# [Input data]
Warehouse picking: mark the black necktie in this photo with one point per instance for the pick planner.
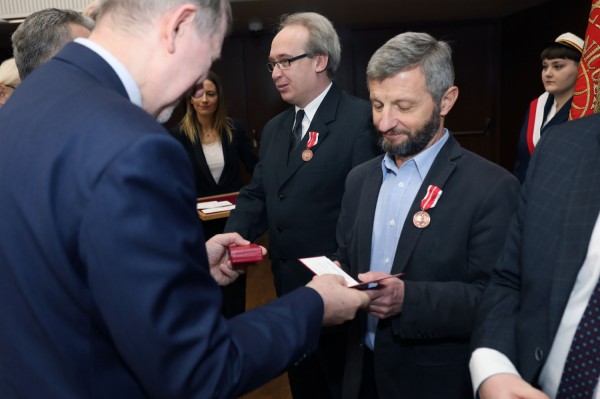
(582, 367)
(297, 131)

---

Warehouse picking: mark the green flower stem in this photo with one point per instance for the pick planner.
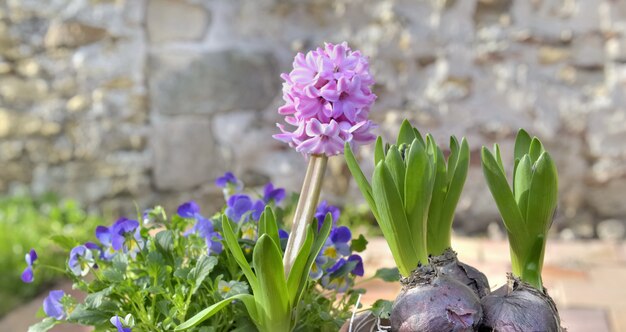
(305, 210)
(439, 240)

# [Aim]
Please select each line of the data above that includes the word "Warehouse".

# [Full output]
Warehouse picking: mark the black necktie in this photo with one point per instance for the pick planner.
Warehouse picking: mark the green flower stem in this photo with one point per instance for the pick planner.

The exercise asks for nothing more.